**YOUR TASK:** Pull out every line of the rows below that contains the word "banner", and copy each one in full.

**DATA SHOWN:**
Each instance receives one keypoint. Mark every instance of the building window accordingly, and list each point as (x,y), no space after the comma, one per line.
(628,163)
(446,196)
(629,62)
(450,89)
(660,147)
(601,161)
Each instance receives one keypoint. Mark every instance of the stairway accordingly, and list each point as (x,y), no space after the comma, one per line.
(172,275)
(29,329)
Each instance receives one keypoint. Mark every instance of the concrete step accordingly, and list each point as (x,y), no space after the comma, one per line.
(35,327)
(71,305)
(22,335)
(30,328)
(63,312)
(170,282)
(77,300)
...
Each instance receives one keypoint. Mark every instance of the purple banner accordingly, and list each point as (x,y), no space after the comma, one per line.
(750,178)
---
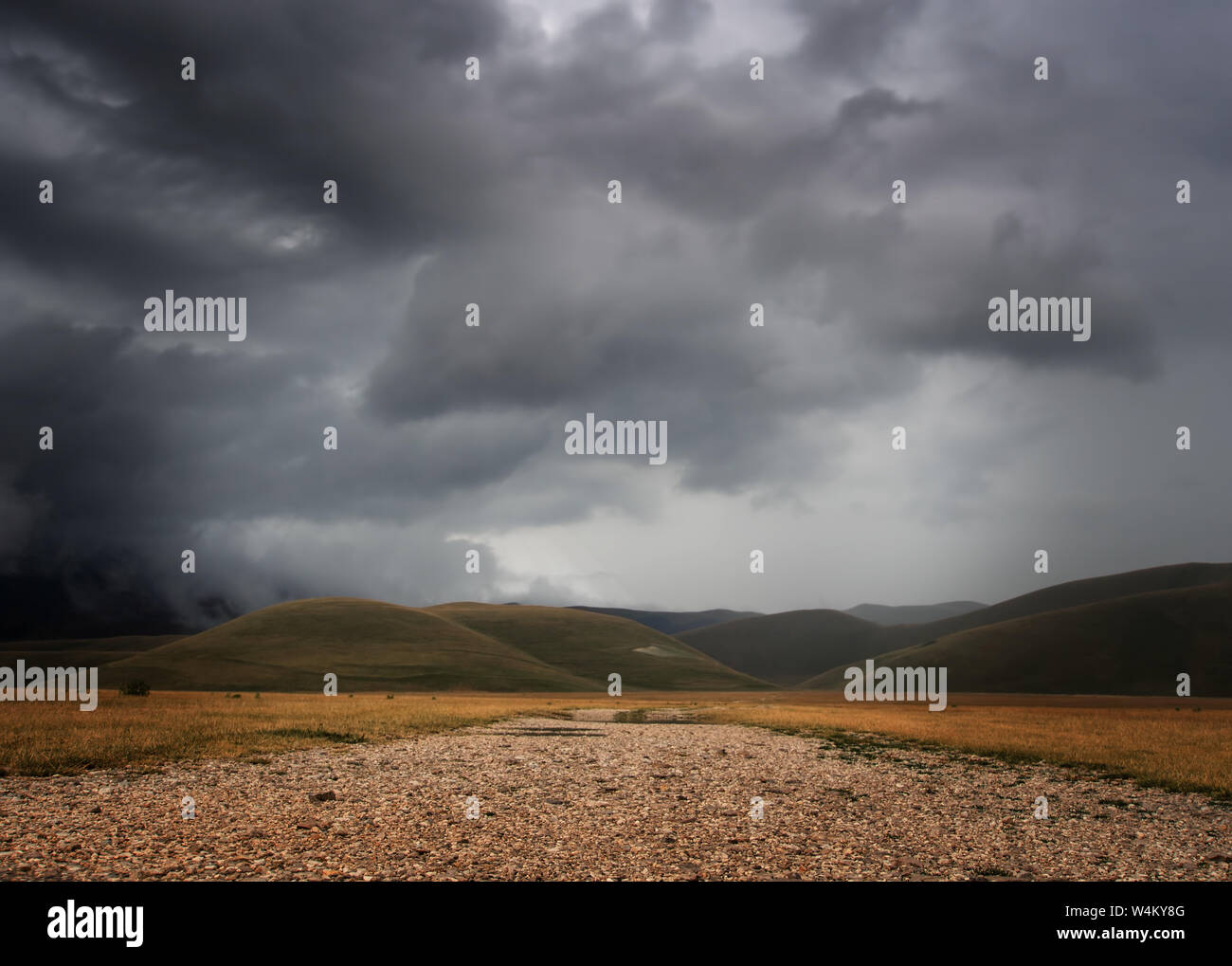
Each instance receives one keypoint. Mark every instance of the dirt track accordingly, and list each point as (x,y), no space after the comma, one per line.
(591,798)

**TASK ANSWER:**
Each instance receives one keypoint. Mark every instance of the purple banner accordingly, and list each point as (x,y), no space after the comma, one per line.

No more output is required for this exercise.